### Extracted entries
◇ ◇ ◇ ◇ ◇
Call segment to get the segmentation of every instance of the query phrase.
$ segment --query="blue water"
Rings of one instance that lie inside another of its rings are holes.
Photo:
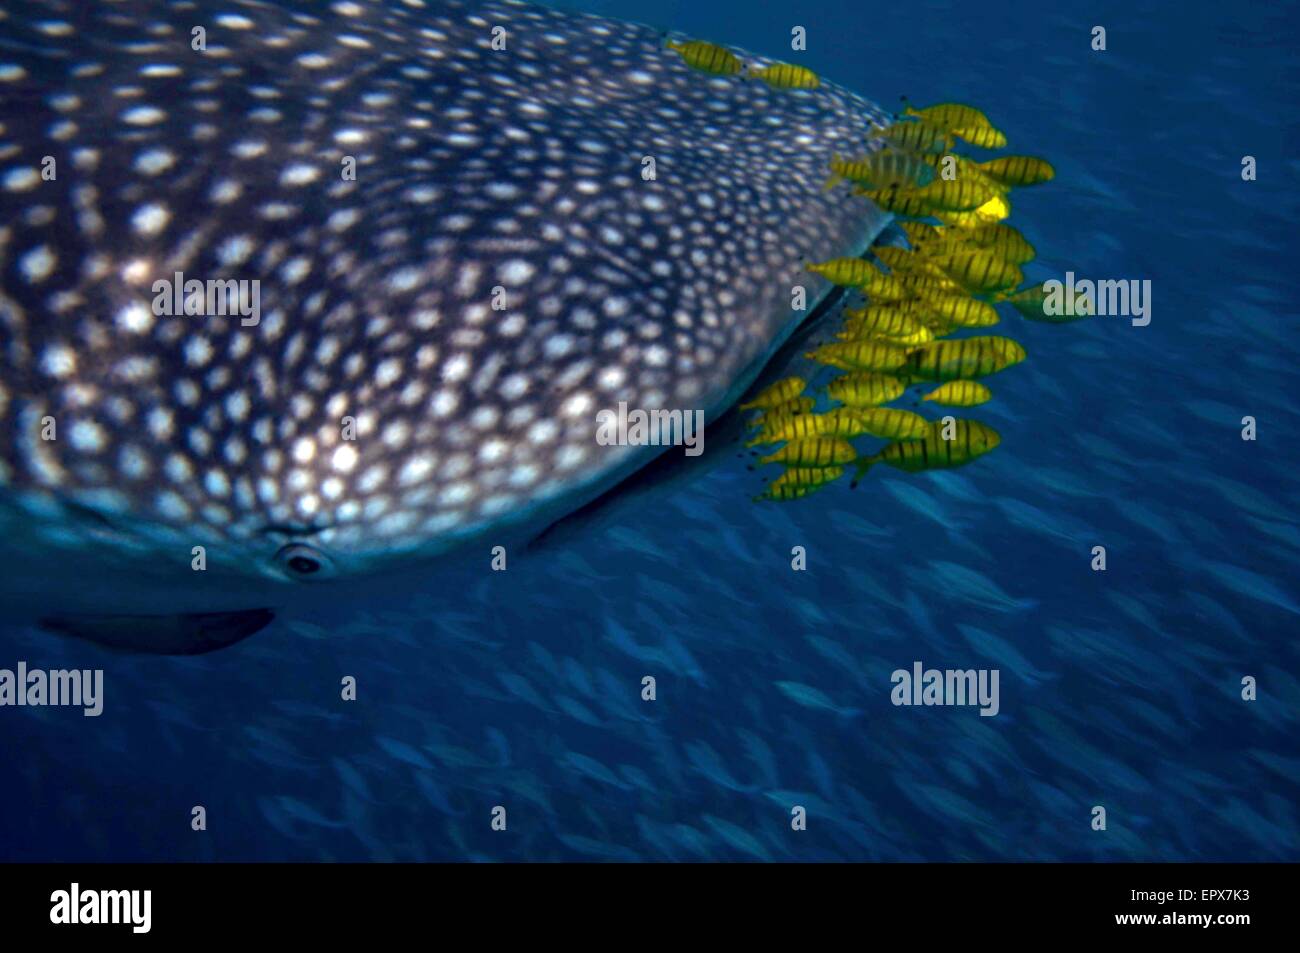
◇ ◇ ◇ ◇ ◇
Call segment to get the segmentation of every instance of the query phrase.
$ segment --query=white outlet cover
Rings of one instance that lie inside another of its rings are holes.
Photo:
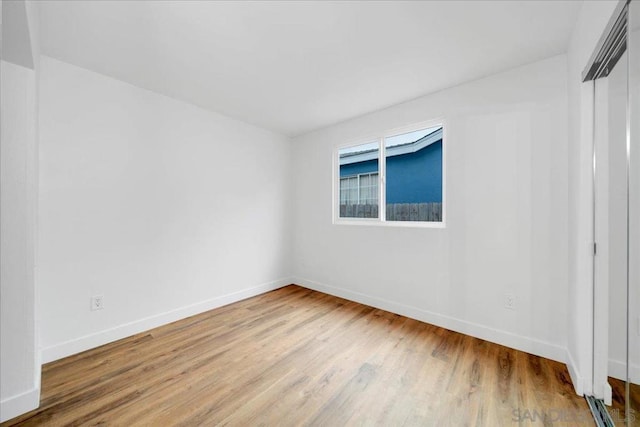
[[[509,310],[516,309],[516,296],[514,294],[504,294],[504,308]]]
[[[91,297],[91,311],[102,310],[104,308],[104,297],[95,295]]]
◇ ◇ ◇ ◇ ◇
Looking at the data above, say how many lines include the string "query" and add nothing.

### Your response
4